• _Document text_
:::::

Please Patrick, put down your dusty history books and quit harping on about the death and expense of these wars and the antiquated lessons of the past. Don’t you believe in change? Don’t you believe in change you can believe in? Quit being such a negative realist. You’re really not helping.

 

PK
24 November 2009

On “Civil liberties attorney Lynne Stewart ordered to prison”

 

I was appalled by the rotten and vindictive jailing of Lynn Stewart, who I think is the foremost lawyer for poor and oppressed people in the US. She is obviously a scapegoat for a new witch-hunt targeting leftists and activists who are engaged in trying to liberate the downtrodden and unemployed. Her case underlines that the so-called “war against terror” is actually a war against dissent and against any attempt to overthrow the capitalist system. It—and its companion case, the illegal break-in of the Madison apartment in Queens—shows how vile is the Obama administration in its supposed “liberal” posture. The obvious purpose of the Obama regime is to crush opposition to the capitalists and to attack countries in the Middle East in order to weaken Arab revolutionary hopes and the growing power of Russia. This deep reaction towards the underclass is consonant with the policy started by Reagan and continued by every President since then. It is even part of a longer-term policy of crushing popular revolt started in the 1920s here during the Palmer Raids, which was a homegrown crackdown on the revolutionary hopes engendered by the October Revolution in Russia. I don’t think that this goal of the US ruling class has altered since that time, and the aim of every administration (including Roosevelt’s) since then has been to crush incipient working class militancy under a regime of lies, police terror and media manipulation. The tremendous military buildup following WWII was caused by Soviet conquests in Eastern Europe and the peasant “revolution” of Mao in China. The staged (by US intelligence agencies and the Pentagon) “terror attack” on 9/11 was designed to destroy key sections of civil rights guaranteed by the US Constitution and the Bill of Rights and to launch endless war overseas to prop up a failing state capitalist economy. The victims are always the same—the poor and oppressed at home and abroad for the enrichment of a revolting class of super-parasites worldwide. That’s why we need to be ever-vigilant in explaining to people how and why these crimes against the people are being perpetrated and carried out and also how we might better unite and fight back against these outrages. I must commend SEP very highly in the tremendous job you have already done in this regard—keep up the great job!

 

Steve H
Massachusetts, USA
22 November 2009

 

On “US workplace injuries underreported, study shows”

:::::

• _Source excerpt_

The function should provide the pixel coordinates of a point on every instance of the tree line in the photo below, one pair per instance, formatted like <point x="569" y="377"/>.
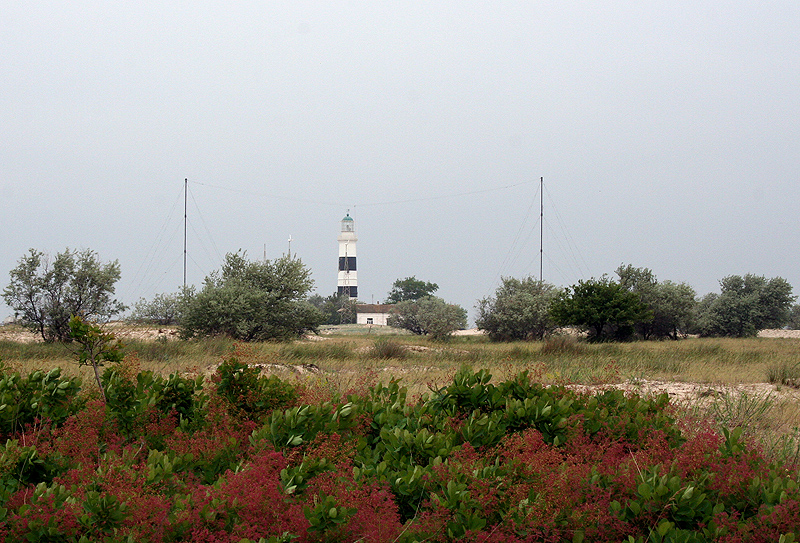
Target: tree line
<point x="271" y="300"/>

:::::

• _Challenges_
a - In the readers' letters, what does the writer say the Palmer Raids were a homegrown crackdown on?
b - Quote the readers' letters word for word, everything from "Please Patrick, put" down to "really not helping.".
The material has no connection to the readers' letters.

• _Answers per task_
a - The revolutionary hopes engendered by the October Revolution in Russia.

b -
Please Patrick, put down your dusty history books and quit harping on about the death and expense of these wars and the antiquated lessons of the past. Don’t you believe in change? Don’t you believe in change you can believe in? Quit being such a negative realist. You’re really not helping.